## Available records
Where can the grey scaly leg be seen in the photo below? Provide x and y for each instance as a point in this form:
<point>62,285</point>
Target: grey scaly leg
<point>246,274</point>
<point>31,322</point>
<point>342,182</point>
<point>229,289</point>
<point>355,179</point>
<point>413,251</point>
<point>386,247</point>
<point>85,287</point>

## Activity
Write out every record again, exactly as it was written.

## Task result
Where can the grey scaly leg be seen in the photo below? Provide x and y for each instance as a point in this form:
<point>62,285</point>
Target: grey scaly leg
<point>246,274</point>
<point>31,322</point>
<point>342,182</point>
<point>229,289</point>
<point>355,179</point>
<point>413,251</point>
<point>386,247</point>
<point>85,287</point>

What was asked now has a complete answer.